YOUR ASSIGNMENT
An exact copy of every entry is needed, with the images left out.

Dataset entries
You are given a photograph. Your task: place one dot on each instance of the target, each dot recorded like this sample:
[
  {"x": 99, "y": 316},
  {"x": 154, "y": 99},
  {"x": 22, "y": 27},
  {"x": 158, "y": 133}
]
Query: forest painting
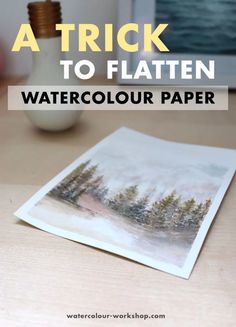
[{"x": 136, "y": 196}]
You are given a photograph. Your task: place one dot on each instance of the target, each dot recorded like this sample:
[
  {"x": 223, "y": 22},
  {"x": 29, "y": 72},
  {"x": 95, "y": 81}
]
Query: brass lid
[{"x": 43, "y": 17}]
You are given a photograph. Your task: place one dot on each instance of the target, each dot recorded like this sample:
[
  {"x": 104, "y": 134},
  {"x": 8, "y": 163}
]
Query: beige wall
[{"x": 14, "y": 13}]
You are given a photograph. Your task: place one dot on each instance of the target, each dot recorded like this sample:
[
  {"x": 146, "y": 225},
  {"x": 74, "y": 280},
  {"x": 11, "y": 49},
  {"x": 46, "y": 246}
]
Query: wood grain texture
[{"x": 44, "y": 277}]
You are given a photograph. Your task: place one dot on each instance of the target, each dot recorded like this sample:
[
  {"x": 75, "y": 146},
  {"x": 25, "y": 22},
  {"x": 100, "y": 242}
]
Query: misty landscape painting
[
  {"x": 201, "y": 27},
  {"x": 137, "y": 194}
]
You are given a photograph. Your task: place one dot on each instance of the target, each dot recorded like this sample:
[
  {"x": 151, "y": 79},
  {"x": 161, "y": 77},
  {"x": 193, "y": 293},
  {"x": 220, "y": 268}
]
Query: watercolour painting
[{"x": 143, "y": 198}]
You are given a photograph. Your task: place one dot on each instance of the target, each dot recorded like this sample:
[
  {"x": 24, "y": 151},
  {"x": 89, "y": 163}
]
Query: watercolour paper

YOUR SOLUTION
You are given a photograph. Your task: place one dot on each instance of the target, each dot recorded like this sample:
[
  {"x": 99, "y": 316},
  {"x": 154, "y": 99},
  {"x": 22, "y": 27},
  {"x": 158, "y": 133}
]
Query: forest painting
[{"x": 136, "y": 196}]
You are given a photograph. Your task: place one dot on each instance of the target, each dot recorded like this sample:
[
  {"x": 223, "y": 22},
  {"x": 29, "y": 72},
  {"x": 95, "y": 81}
]
Query: brass lid
[{"x": 43, "y": 17}]
You are given a photograph. Your task: place one dot on each instance of the target, each dot recorded like this sample:
[
  {"x": 104, "y": 134},
  {"x": 8, "y": 163}
]
Query: beige wall
[{"x": 14, "y": 13}]
You are given a photograph. Your task: place one dot on each instance of the target, each dot recorded like this sample:
[
  {"x": 146, "y": 225},
  {"x": 74, "y": 280},
  {"x": 11, "y": 49},
  {"x": 46, "y": 246}
]
Query: wood grain texture
[{"x": 44, "y": 277}]
You are given a photograph. Your task: place one dot on each instance of the target, each dot recorded like this sample:
[
  {"x": 75, "y": 146},
  {"x": 25, "y": 22},
  {"x": 100, "y": 242}
]
Query: misty landscape painting
[
  {"x": 201, "y": 27},
  {"x": 137, "y": 194}
]
You are given a photograph. Your task: place one dot on each instance of the target, each dot recorded like this sample:
[
  {"x": 151, "y": 79},
  {"x": 161, "y": 77},
  {"x": 193, "y": 293},
  {"x": 220, "y": 268}
]
Query: watercolour painting
[{"x": 143, "y": 198}]
You are given a photograph. Your task: place one dot on each instance of the target, each dot recorded like this sample:
[
  {"x": 24, "y": 151},
  {"x": 89, "y": 163}
]
Query: watercolour paper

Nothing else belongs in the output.